## Task to carry out
Please keep to the lines below from the one with "Task: For every instance of the car hood" through the one with "Task: For every instance of the car roof", and restate them word for word, ends included.

## Source material

•••

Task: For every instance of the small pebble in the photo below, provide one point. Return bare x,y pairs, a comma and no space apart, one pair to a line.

•••

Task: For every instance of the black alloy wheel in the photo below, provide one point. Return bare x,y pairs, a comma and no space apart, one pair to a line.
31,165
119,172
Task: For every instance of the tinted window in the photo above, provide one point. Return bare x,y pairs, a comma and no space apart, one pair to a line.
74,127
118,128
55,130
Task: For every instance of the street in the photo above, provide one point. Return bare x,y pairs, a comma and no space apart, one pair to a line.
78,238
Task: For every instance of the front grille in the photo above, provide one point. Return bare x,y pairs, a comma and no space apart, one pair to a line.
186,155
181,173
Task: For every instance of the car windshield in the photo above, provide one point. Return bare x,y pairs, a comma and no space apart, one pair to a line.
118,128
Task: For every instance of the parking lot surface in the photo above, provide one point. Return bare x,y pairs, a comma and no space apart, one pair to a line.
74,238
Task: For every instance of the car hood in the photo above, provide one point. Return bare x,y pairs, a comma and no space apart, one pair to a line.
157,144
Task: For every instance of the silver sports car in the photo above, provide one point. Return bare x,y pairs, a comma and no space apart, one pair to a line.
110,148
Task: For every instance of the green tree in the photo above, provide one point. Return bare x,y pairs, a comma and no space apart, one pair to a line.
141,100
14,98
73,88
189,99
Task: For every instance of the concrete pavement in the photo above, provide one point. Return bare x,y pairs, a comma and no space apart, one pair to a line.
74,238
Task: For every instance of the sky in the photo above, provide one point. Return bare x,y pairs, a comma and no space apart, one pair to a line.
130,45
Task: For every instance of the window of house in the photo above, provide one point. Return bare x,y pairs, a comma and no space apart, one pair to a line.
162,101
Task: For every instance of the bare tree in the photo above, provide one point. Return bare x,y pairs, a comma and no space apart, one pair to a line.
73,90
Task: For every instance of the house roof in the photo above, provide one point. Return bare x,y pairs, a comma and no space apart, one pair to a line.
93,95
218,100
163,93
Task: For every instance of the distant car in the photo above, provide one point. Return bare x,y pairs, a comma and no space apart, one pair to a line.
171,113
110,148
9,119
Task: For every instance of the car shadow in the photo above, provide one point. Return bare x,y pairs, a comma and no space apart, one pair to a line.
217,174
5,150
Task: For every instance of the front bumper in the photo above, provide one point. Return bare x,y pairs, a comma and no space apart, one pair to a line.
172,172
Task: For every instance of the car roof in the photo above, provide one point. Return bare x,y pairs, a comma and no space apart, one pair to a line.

•••

## Written answer
Task: For every instance of the car hood in the photo above, provide one point. Return bare x,y pairs, a comma and no space apart, one pair to a line.
157,144
Task: For every instance of the silver sports car in the photo above, provide one point. Return bare x,y pairs, a comma and no space apart, one pair to a line.
110,148
Task: For every instance of the green tree in the photo above, provide one point. Return bare x,y pairs, a comma and no space apart, one pair to a line.
141,100
14,98
73,88
189,99
Task: For every instance of the concrete pavement in the photo above, provide one point. Return bare x,y pairs, a comma and no space apart, one pair to a line.
74,238
Task: For every instance of the sky in the photo above, provide one point. Return bare x,y pairs, a comma and no space apart, one pair to a line.
130,45
Task: For every instance of the window of house in the photo above, provide one point. Return bare x,y pairs, a comma and no space apart, one pair to a line.
162,101
Task: For every instance of the bare tree in the photo above, provide one point. Return bare x,y pairs, a comma and no space apart, one pair to a line.
73,90
Task: For every instance of the house roof in the photo above, provide one point. Return bare x,y pairs, a comma and no space apart, one pair to a line.
93,95
218,100
163,93
Task: For every instance of the distant car in the photo above, provide one point. Return bare x,y pairs, a comma and no space apart, one pair to a line.
171,113
110,148
9,119
Task: For every instance of the car shadow in the photo above, provide one point. Return bare x,y pairs, a comma and no space apart, one pair to a line.
217,174
5,150
Task: For every instance of the front bumper in the photo above, provide one point. Return bare x,y pairs, a comma and no space apart, one pair to a line.
172,172
Task: For every instance of the car roof in the photo above, provide one point. Return bare x,y pairs, a comma and no space apart, one pair to a line.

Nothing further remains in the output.